Exercise requirements> Using the records below, reproduce exactly the lines from the one containing "Tag each instance of the black lanyard" through the end, and nothing more; skip the images.
** start of Supplied material **
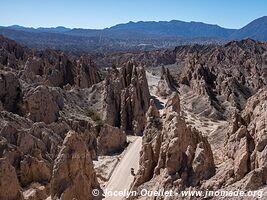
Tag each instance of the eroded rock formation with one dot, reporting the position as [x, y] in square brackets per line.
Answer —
[73, 173]
[126, 98]
[173, 155]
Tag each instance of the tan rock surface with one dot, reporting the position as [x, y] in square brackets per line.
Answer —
[73, 172]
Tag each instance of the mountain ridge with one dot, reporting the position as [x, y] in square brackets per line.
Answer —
[132, 36]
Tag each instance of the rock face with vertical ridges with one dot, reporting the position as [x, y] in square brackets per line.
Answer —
[127, 98]
[73, 172]
[9, 185]
[10, 91]
[173, 154]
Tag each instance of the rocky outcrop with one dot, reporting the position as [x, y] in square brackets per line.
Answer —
[167, 85]
[9, 185]
[87, 73]
[245, 148]
[173, 154]
[10, 91]
[73, 173]
[126, 98]
[111, 140]
[34, 170]
[43, 104]
[225, 75]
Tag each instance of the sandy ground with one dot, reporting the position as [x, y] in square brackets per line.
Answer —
[121, 178]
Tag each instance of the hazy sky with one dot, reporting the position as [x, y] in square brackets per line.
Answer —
[105, 13]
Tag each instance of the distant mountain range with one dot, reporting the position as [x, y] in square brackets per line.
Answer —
[133, 35]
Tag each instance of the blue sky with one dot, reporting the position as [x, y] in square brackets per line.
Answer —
[105, 13]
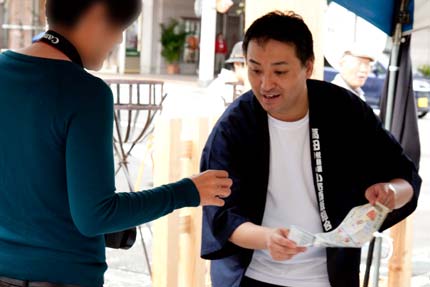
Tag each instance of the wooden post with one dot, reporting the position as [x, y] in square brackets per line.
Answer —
[166, 229]
[400, 265]
[177, 237]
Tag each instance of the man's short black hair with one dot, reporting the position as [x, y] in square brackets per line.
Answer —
[68, 12]
[283, 27]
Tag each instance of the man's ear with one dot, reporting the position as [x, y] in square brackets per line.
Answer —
[309, 66]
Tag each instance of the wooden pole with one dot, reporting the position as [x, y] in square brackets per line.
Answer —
[177, 237]
[400, 264]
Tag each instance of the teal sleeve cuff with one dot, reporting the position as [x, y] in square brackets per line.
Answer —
[186, 193]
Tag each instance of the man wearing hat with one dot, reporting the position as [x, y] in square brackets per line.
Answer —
[354, 68]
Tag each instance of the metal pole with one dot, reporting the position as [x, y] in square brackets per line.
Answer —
[392, 79]
[394, 68]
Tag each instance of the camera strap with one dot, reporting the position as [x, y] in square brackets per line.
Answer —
[60, 43]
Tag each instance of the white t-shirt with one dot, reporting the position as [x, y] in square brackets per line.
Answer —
[291, 200]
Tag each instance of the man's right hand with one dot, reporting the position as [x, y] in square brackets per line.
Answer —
[280, 247]
[213, 186]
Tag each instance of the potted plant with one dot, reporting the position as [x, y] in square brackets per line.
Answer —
[173, 38]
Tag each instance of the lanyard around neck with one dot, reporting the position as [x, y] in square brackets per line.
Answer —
[60, 43]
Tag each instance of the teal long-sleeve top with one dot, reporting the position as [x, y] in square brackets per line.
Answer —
[57, 186]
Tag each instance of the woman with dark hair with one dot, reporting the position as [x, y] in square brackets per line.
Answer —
[57, 189]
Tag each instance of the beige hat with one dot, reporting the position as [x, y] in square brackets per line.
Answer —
[236, 55]
[359, 50]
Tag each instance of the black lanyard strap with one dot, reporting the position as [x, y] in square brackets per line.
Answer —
[59, 42]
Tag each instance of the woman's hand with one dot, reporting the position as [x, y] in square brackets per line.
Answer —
[280, 247]
[213, 187]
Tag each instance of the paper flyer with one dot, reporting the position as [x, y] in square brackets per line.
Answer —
[355, 230]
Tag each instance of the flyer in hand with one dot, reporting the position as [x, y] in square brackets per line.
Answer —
[355, 230]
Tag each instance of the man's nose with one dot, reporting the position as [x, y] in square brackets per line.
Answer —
[267, 83]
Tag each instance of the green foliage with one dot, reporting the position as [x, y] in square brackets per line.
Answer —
[173, 39]
[425, 69]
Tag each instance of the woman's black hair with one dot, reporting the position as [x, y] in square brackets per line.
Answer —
[283, 27]
[68, 12]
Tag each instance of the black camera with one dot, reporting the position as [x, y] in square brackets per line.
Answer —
[122, 239]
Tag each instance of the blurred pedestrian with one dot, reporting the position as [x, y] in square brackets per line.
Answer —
[232, 81]
[354, 69]
[220, 52]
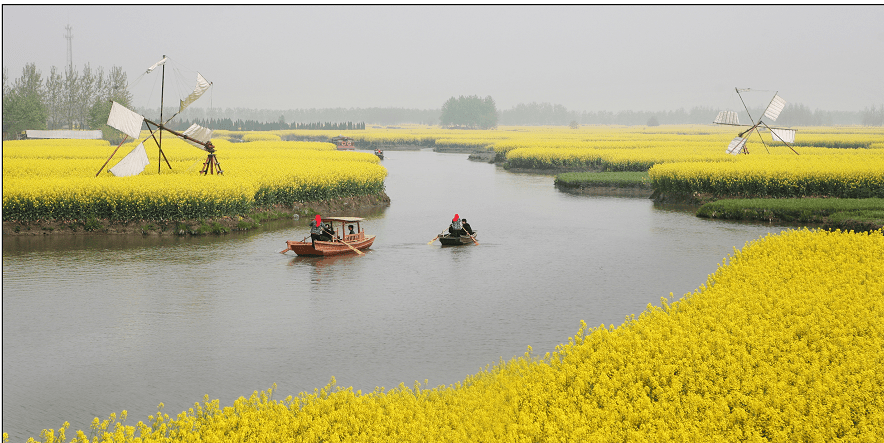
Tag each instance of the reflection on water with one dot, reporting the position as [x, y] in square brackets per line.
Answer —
[94, 325]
** end of Supplied material **
The response>
Tag each instance of the black lanyard strap with one dot, reporting the position as [x, y] in square brackets per line.
Answer —
[59, 42]
Tag each instance of the woman's hand with one dot, reporting the position as [x, y] in square brackets per line.
Answer —
[280, 247]
[213, 187]
Tag each instance of the paper flyer with one dot, reporting the position as [x, y] in square brackets per line.
Answer —
[355, 230]
Tag each instance of the flyer in hand with one dot, reporting the position as [x, y] in square brackets per line.
Answer —
[355, 230]
Tag each instance of the man's nose with one dot, reporting the position as [x, y] in square brackets per line.
Answer —
[267, 83]
Tag each instance of the green foliage with one dot, reporting the position as [x, y] in square brackets per line.
Answer —
[173, 39]
[425, 69]
Tag each instance of the woman's black hair with one dot, reporting the position as [x, y] in square brackets per line.
Answer —
[283, 27]
[68, 12]
Tag each instance of the black camera with one dot, reporting the position as [x, y] in square brackets per line.
Answer —
[122, 239]
Tag each instance of the blurred pedestrian with one dot, reporting the position as [x, y] in square brackets per line.
Answer —
[232, 81]
[354, 69]
[220, 52]
Tag each instance of the reflection on water with one dot, reporting the position as [x, y] in square brackets per line.
Answer —
[94, 325]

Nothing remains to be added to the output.